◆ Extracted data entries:
**********

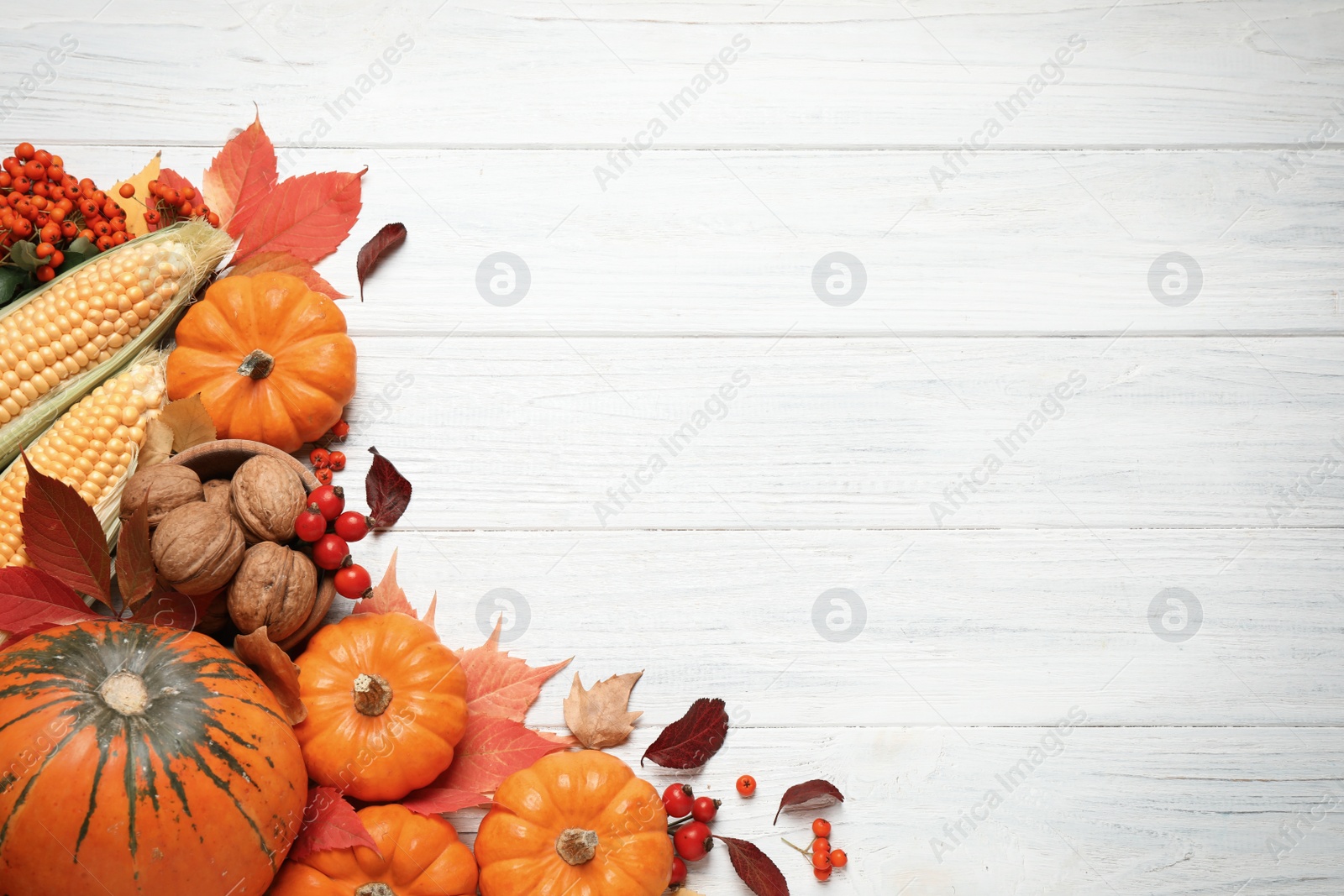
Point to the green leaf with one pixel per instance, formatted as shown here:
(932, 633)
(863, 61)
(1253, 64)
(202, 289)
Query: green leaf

**********

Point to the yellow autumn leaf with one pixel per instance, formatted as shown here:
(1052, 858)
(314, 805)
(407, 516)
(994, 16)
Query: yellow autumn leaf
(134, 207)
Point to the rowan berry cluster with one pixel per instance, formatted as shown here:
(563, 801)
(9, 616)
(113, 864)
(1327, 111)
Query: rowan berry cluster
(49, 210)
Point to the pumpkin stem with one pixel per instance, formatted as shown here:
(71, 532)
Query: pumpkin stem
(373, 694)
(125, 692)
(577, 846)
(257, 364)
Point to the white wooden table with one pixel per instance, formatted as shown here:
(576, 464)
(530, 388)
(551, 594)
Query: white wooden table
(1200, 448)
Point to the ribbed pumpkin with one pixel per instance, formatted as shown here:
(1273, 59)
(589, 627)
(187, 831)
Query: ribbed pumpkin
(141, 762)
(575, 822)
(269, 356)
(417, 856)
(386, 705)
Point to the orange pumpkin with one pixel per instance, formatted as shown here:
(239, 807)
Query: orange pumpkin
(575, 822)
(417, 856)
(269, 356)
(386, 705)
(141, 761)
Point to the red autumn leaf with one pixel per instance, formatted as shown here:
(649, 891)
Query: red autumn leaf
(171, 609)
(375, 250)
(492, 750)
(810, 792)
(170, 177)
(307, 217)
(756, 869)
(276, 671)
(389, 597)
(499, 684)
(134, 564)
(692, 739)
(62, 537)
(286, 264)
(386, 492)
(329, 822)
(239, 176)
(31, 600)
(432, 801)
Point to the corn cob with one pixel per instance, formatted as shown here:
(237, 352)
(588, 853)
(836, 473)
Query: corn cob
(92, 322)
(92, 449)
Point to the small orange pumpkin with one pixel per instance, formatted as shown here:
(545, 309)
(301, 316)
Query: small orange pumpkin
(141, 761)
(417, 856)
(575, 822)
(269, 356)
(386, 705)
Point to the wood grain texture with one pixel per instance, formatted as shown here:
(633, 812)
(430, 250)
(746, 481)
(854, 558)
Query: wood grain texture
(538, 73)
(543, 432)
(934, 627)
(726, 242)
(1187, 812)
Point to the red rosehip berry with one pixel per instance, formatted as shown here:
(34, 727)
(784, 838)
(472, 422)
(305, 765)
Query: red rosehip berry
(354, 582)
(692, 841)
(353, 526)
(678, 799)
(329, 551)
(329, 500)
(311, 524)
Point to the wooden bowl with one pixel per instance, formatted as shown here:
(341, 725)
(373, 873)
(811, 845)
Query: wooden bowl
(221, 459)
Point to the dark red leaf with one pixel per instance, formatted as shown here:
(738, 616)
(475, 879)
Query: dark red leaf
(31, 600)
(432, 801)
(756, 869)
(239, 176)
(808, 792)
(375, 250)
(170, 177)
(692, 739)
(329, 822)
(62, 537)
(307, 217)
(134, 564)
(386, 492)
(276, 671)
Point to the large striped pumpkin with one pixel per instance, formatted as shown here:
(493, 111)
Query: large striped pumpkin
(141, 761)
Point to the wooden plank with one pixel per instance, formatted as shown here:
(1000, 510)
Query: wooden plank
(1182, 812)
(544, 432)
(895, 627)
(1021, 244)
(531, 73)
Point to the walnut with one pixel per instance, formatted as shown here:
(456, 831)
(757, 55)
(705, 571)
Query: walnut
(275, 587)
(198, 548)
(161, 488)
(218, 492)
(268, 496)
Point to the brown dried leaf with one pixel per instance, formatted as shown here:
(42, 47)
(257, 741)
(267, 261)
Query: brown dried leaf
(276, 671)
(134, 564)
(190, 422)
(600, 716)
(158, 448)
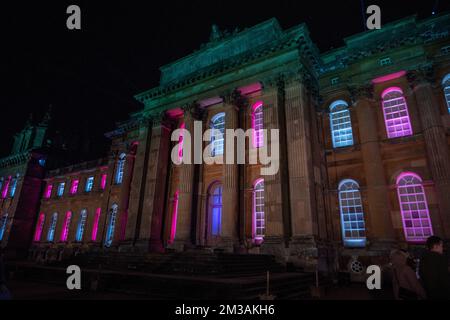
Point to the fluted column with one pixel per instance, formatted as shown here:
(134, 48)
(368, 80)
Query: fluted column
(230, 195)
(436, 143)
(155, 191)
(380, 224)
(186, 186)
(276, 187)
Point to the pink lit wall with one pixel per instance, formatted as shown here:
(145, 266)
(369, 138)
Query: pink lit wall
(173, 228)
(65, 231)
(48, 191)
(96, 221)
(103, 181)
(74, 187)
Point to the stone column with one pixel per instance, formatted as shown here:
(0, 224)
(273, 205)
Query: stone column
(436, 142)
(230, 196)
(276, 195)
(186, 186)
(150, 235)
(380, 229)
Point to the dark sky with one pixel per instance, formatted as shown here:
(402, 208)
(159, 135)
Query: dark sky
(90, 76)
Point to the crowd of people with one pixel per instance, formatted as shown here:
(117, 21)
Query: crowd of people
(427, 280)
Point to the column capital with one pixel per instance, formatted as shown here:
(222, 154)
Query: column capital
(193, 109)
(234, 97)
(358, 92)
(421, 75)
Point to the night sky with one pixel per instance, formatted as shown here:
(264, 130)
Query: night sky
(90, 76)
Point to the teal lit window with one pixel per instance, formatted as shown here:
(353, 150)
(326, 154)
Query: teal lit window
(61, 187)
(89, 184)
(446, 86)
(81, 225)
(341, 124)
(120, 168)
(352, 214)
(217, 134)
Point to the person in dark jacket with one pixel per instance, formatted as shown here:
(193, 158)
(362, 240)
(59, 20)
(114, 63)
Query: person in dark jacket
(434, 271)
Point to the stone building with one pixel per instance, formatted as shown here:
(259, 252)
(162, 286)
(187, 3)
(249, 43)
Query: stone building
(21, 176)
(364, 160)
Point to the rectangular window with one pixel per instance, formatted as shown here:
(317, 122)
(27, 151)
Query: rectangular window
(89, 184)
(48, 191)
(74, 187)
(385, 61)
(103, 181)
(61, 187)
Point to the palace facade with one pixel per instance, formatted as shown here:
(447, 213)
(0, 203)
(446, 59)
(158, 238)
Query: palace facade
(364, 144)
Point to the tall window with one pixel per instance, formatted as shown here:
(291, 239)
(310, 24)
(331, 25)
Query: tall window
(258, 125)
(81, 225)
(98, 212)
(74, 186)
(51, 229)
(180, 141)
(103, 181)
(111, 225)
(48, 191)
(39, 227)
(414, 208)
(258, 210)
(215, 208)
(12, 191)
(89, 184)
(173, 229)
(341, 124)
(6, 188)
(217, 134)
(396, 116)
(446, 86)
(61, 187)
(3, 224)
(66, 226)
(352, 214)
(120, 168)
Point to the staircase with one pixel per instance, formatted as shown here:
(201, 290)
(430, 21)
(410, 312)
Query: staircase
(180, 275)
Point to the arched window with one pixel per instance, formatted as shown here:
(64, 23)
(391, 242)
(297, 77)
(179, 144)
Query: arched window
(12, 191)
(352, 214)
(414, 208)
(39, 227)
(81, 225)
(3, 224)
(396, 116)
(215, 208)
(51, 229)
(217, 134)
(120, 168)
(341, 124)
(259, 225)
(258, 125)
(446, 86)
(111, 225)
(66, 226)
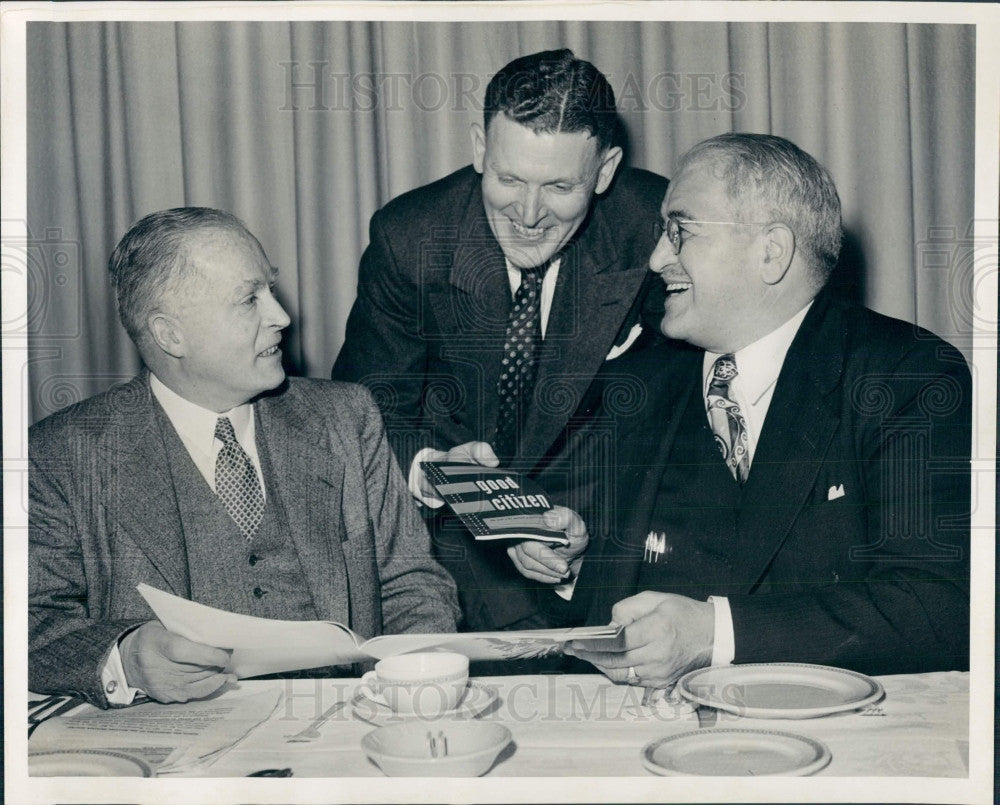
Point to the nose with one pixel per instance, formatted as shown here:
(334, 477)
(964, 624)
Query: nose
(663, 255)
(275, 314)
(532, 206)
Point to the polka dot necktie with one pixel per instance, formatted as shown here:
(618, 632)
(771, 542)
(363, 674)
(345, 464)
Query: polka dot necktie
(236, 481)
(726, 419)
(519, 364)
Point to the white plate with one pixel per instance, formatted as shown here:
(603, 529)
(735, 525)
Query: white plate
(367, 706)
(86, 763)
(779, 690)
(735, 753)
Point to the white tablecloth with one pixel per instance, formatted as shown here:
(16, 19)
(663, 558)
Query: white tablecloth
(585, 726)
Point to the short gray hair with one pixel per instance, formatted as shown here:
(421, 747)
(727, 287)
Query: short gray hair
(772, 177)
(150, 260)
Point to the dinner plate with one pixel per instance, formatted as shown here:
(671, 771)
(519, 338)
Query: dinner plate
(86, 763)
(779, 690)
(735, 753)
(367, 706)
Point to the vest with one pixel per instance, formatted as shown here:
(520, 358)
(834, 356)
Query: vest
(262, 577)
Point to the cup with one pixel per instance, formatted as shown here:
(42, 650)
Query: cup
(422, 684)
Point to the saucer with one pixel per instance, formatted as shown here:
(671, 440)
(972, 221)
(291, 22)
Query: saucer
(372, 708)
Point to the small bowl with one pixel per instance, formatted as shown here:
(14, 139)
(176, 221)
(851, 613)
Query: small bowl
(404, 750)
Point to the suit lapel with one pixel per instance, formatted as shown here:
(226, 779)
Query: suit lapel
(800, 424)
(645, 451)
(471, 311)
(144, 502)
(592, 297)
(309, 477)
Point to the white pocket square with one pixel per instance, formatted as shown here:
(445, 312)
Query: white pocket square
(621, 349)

**********

◆ Prompt: Above are the records; from them, give again exactly the lines from the one containing "Point to the green" through the one containing "Query: green leaf", both included.

◆ Written reply:
Point to the green leaf with one pixel per instance, formatted as shown here:
(932, 633)
(863, 61)
(1253, 64)
(202, 289)
Query: green leaf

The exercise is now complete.